YOUR TASK: Copy the data below word for word, starting at the line that contains "Q: Pick out each instance of the front" and continuing through the final line of the data, including both ends.

══ DATASET ══

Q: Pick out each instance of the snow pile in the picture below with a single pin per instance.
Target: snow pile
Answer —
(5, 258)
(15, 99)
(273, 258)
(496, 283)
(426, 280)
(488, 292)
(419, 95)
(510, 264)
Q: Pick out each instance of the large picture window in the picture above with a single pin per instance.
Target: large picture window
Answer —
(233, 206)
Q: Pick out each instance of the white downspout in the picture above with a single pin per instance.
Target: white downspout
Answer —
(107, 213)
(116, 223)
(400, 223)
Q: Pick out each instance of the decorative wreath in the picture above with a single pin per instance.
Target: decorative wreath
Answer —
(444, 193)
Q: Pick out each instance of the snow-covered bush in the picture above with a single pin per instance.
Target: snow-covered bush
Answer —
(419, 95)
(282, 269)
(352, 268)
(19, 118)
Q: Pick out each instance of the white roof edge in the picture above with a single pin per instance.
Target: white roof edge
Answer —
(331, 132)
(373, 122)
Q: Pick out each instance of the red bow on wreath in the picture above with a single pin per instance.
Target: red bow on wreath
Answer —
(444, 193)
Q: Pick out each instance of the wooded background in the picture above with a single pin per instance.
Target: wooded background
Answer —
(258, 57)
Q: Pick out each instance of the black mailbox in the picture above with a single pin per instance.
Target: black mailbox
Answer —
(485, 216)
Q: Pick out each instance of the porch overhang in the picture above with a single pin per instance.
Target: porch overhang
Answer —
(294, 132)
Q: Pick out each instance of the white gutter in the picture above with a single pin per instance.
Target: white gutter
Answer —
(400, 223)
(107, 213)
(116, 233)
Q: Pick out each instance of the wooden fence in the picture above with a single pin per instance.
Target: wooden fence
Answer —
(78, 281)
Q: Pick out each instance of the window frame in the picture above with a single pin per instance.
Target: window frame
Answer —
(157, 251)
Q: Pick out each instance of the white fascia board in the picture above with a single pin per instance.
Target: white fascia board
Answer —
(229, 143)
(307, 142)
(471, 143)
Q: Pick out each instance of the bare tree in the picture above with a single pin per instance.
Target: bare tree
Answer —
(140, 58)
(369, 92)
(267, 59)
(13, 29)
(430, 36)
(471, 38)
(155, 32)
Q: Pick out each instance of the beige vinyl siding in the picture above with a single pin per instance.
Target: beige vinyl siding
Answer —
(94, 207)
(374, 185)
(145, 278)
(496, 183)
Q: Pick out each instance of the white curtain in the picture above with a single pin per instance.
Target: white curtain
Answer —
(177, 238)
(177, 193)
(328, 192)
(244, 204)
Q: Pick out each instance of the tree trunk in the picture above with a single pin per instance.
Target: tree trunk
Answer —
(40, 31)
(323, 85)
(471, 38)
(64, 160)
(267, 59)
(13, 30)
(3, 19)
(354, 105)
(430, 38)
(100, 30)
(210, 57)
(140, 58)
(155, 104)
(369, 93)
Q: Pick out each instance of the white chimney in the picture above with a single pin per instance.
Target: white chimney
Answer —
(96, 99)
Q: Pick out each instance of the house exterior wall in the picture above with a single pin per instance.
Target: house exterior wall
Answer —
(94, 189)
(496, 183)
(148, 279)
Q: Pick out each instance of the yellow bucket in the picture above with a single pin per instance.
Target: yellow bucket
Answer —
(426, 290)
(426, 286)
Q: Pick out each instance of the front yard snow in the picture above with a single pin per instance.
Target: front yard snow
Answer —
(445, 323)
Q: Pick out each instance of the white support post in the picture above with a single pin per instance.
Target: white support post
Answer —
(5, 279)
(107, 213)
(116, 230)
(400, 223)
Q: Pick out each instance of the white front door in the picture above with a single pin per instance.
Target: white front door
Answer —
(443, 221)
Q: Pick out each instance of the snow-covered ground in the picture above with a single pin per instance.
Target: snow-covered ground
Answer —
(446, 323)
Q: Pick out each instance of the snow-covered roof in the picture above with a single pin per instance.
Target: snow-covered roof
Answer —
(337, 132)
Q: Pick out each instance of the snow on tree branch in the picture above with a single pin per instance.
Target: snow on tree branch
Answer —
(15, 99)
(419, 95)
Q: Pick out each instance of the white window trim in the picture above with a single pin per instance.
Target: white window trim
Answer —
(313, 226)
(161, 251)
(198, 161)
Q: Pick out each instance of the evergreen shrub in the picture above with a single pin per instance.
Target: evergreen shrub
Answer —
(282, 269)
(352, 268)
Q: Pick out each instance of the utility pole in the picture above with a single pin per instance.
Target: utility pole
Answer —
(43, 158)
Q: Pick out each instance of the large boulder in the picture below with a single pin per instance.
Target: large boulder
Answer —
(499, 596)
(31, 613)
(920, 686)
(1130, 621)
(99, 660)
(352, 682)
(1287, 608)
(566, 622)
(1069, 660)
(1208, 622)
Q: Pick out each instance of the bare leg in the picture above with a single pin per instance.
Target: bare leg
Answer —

═══

SOLUTION TO THIS TASK:
Q: Pick out each instance of the front yard snow in the picture above with a single pin per instance.
Target: front yard snow
Answer —
(445, 323)
Q: Pick out each instance of the white support post in the picture above with a single pin per instance.
Target: white support post
Answer —
(5, 279)
(107, 213)
(116, 230)
(400, 223)
Q: Pick out each instance of the white front door in the picture above with a single pin per instance.
Target: white front door
Answer —
(443, 221)
Q: Pick out each instance of the snow-covered ground in the picture above with a single pin per instance.
Target: snow-covered ground
Answer —
(446, 323)
Q: Pick out each instance of the snow-covered roof in the picture above with a single pin per instance.
Target: snow-covered roof
Answer —
(337, 132)
Q: Pick out each instance of the snow on tree branch in the picture above with a single pin per instance.
Target: snow on tree branch
Answer —
(15, 99)
(419, 95)
Q: Pick out each instance of the white window trim in the picture above with a single pin per instance.
Target: white window trim
Answer —
(313, 226)
(161, 251)
(198, 161)
Q: Pick out each instance of the evergreen shrub in the picture above with a single pin per instance.
Target: evergreen shrub
Answer —
(282, 269)
(352, 268)
Q: Pick out each instance of the utility pole in the picture above with a single pin per instance.
Target: utility pole
Answer —
(43, 158)
Q: Pick out each instance of the large boulder in the picture below with a single pin per instance.
Target: large boulder
Answer —
(499, 596)
(31, 613)
(920, 686)
(1130, 621)
(99, 660)
(352, 682)
(1287, 608)
(566, 622)
(1069, 660)
(1208, 622)
Q: Pick out each instance of the bare leg in the picture above with a single pin per instance.
Target: bare leg
Answer —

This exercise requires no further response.